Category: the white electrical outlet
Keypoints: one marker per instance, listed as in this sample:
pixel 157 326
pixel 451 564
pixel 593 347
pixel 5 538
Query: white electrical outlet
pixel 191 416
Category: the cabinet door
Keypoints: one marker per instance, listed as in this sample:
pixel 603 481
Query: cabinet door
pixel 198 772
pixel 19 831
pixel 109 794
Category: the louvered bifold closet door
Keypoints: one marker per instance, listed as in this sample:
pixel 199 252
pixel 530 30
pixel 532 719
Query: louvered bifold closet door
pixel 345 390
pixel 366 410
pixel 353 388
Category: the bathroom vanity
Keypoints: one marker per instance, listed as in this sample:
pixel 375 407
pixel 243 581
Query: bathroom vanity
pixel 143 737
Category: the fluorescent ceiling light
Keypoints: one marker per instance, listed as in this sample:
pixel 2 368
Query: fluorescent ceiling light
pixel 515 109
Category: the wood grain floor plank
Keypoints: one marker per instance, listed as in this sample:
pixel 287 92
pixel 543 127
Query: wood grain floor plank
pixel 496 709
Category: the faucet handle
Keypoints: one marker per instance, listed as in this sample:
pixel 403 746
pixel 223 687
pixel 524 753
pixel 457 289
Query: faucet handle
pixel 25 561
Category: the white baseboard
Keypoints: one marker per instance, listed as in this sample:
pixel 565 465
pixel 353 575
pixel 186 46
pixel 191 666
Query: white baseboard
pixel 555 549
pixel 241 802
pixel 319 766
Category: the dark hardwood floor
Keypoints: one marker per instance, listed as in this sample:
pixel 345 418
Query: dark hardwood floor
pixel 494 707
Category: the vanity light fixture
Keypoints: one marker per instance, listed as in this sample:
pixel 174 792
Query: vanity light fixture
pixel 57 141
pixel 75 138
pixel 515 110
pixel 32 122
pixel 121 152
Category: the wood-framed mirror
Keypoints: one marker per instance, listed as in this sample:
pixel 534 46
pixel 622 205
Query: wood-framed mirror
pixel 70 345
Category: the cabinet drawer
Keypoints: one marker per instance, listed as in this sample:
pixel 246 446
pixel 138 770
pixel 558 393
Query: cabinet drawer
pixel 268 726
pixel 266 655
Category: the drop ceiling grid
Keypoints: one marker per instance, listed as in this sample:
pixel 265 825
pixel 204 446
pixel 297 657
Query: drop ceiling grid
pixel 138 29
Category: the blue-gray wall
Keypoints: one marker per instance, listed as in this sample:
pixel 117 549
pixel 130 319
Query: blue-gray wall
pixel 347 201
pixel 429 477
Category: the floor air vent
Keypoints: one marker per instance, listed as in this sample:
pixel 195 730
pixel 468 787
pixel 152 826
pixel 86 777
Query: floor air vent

-------

Directions for this task: Copy the records above. Leave out nothing.

Task answer:
Category: the white electrical outlet
Keypoints: one marker per instance, listed as in this sample:
pixel 157 326
pixel 451 564
pixel 593 347
pixel 5 538
Query: white electrical outlet
pixel 191 416
Category: the cabinet door
Keypoints: one marker per instance, listed as in this sample:
pixel 603 481
Query: cabinet door
pixel 198 772
pixel 19 831
pixel 109 794
Category: the louvered bifold closet door
Keypoints: one marker per instance, listed as in this sample:
pixel 199 252
pixel 530 30
pixel 532 719
Query: louvered bifold closet door
pixel 345 390
pixel 366 410
pixel 353 388
Category: the bathroom vanity
Keypoints: one marker per instance, listed as in this sample:
pixel 375 407
pixel 243 581
Query: bathroom vanity
pixel 143 737
Category: the fluorescent ceiling light
Keypoints: one marker per instance, listed as in this sample:
pixel 2 368
Query: fluorescent ceiling light
pixel 515 109
Category: the wood grain floor plank
Keypoints: one marker per instance, listed as in this sample:
pixel 287 92
pixel 543 127
Query: wood grain floor plank
pixel 496 709
Category: the faucet handle
Keypoints: one marker per instance, listed as in this sample:
pixel 403 746
pixel 223 687
pixel 524 753
pixel 457 289
Query: faucet handle
pixel 25 561
Category: the white baseboard
Keypoints: one marker per instance, listed as in this sample:
pixel 565 465
pixel 353 575
pixel 186 46
pixel 191 666
Query: white baseboard
pixel 555 549
pixel 241 802
pixel 319 766
Category: the dark hardwood floor
Keypoints: one marker per instance, listed as in this sample:
pixel 345 418
Query: dark hardwood floor
pixel 494 707
Category: the vanity light fixture
Keypoints: one marker per instance, listed as in this sample:
pixel 174 792
Query: vanity light fixture
pixel 57 141
pixel 75 138
pixel 515 110
pixel 32 122
pixel 121 152
Category: the wood-framed mirror
Keypoints: one marker per instance, listed as in this sample:
pixel 534 46
pixel 622 205
Query: wood-framed mirror
pixel 70 345
Category: the cabinet drawer
Keypoints: one marker per instance, listed as in this sample:
pixel 246 446
pixel 138 770
pixel 558 393
Query: cabinet drawer
pixel 268 726
pixel 266 655
Category: the drop ceiling grid
Keypoints: one marker per instance, listed as in this sample:
pixel 265 825
pixel 204 446
pixel 297 657
Query: drop ceiling grid
pixel 138 29
Category: the blue-gray wall
Keypoints: one marker per instance, listed as in this sample:
pixel 117 549
pixel 130 319
Query: blue-gray wall
pixel 347 201
pixel 429 477
Category: the floor air vent
Keypoints: one marker per instance, listed as in this sample:
pixel 195 730
pixel 468 787
pixel 152 826
pixel 86 777
Query: floor air vent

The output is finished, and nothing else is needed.